PROVIDED MATERIAL =>
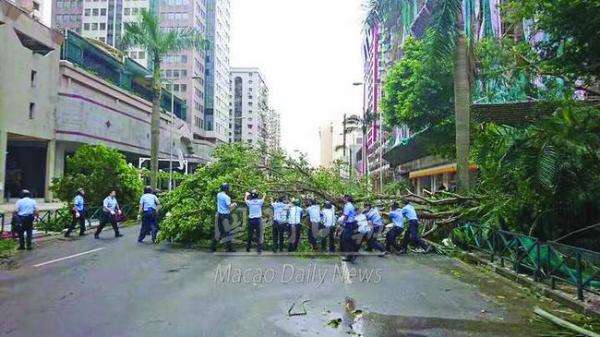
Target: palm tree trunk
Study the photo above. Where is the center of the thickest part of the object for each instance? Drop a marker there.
(155, 123)
(462, 102)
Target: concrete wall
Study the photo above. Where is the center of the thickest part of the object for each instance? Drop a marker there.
(92, 111)
(37, 50)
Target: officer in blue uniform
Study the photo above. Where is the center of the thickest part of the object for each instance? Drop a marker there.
(314, 218)
(280, 208)
(398, 226)
(224, 207)
(349, 226)
(110, 209)
(148, 209)
(78, 212)
(377, 225)
(26, 210)
(295, 215)
(255, 205)
(412, 234)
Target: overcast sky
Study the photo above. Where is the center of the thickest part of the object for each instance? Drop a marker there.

EXERCISE TASK => Write out all the data above again, putting "pin" in place of every "marker" and keeping everything else the same. Leave the pictures out.

OUTPUT =>
Target: palm tree trunk
Study the photo above. Where is the center of the thickest part of the object for each instance? Drop a pin there.
(155, 123)
(462, 102)
Target: concrete wall
Study the photo above. Where is the center of the thickest part of the object for each instance? Drop a pin there.
(92, 111)
(37, 50)
Target: officer in blue uniform
Study the photo above. Where is the center of the thickest part of the object for each instance? Drop a pin there.
(314, 218)
(280, 208)
(398, 226)
(224, 207)
(349, 226)
(110, 209)
(148, 209)
(78, 212)
(377, 225)
(26, 210)
(295, 215)
(255, 205)
(412, 234)
Target: overcast sky
Study the photo above. Where is the center of the thickest part of the object for each instance? Drop a pin there.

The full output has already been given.